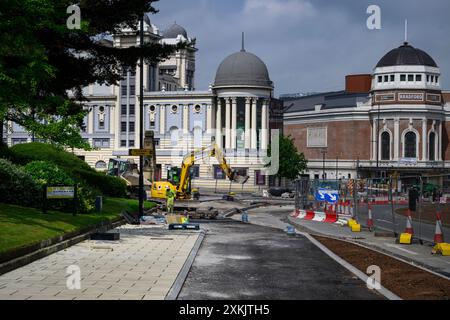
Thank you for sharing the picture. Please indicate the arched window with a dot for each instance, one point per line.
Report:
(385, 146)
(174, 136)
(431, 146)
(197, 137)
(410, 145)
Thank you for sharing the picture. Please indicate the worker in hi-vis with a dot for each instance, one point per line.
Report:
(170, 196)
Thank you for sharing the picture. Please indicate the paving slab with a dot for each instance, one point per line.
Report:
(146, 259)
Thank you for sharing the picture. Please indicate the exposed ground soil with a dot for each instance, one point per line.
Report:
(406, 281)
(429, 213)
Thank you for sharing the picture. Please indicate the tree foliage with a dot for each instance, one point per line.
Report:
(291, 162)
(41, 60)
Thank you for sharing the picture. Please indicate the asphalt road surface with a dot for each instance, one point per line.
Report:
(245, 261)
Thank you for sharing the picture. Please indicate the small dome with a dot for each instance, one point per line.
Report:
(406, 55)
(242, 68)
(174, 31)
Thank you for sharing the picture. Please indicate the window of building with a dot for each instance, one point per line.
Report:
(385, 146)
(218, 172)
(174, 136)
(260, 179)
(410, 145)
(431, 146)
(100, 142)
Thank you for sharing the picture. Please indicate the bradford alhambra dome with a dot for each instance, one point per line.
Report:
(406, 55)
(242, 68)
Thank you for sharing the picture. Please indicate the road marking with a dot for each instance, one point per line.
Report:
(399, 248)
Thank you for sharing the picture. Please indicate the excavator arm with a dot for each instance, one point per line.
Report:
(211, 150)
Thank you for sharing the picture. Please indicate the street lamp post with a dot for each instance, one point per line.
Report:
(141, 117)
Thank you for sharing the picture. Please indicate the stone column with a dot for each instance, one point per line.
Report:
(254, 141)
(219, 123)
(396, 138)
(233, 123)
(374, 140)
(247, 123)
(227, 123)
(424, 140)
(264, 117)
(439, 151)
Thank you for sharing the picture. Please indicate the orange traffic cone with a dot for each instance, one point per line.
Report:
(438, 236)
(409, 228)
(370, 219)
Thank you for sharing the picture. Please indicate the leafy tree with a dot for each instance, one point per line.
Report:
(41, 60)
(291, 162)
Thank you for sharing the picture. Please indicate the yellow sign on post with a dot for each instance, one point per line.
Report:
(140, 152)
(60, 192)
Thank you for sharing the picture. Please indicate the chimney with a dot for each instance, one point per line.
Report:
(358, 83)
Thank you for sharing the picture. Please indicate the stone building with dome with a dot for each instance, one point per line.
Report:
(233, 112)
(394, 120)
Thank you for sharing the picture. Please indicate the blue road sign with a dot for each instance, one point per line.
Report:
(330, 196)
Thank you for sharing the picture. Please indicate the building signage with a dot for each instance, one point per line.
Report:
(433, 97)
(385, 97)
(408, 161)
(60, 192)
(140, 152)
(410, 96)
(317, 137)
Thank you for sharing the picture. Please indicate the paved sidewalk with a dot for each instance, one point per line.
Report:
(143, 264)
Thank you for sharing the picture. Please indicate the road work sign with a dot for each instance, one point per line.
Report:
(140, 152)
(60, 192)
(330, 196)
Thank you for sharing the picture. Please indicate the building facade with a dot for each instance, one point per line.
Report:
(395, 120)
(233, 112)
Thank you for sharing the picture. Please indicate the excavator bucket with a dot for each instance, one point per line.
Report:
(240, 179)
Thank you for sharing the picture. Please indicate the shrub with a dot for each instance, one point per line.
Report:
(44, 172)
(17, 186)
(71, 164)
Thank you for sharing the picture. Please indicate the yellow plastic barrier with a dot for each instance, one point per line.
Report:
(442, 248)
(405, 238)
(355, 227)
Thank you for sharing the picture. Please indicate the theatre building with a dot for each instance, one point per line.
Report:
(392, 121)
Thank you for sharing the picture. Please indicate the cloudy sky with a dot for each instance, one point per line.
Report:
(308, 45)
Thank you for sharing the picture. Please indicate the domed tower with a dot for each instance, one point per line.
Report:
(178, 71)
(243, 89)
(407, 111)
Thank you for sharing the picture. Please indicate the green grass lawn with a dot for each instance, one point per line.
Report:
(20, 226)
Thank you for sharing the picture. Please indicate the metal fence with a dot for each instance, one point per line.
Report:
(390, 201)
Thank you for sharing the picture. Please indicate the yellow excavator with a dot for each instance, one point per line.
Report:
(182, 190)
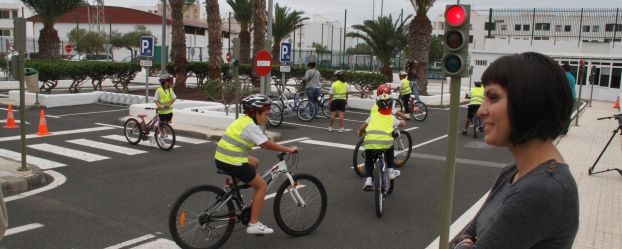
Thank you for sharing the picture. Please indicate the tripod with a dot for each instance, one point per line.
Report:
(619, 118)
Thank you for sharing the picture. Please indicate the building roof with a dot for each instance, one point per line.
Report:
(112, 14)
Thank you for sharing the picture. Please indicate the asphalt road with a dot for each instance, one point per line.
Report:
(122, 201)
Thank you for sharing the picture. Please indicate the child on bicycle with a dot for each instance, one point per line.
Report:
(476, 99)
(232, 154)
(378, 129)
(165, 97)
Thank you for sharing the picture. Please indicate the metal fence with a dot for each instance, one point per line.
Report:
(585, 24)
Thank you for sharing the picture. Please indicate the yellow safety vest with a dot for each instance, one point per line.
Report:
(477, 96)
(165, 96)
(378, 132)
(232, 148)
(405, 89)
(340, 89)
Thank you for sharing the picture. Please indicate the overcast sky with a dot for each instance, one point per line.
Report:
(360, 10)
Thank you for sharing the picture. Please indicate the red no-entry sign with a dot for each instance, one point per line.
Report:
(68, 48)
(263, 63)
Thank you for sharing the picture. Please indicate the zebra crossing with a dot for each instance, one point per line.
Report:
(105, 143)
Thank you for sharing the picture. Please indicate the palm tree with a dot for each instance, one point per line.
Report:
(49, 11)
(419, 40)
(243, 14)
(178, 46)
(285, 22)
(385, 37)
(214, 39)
-.-.-
▸ **Problem statement**:
Every line of the material that holds the word "asphalt" must be found and copied.

▸ **Output of the task**:
Thank you for sharing the picture. Please indicate the asphalt road surface with a dot for each instance, one point per line.
Thank you for sharing the picture. Please indicate the asphalt road with a dot for each instance, one point per line.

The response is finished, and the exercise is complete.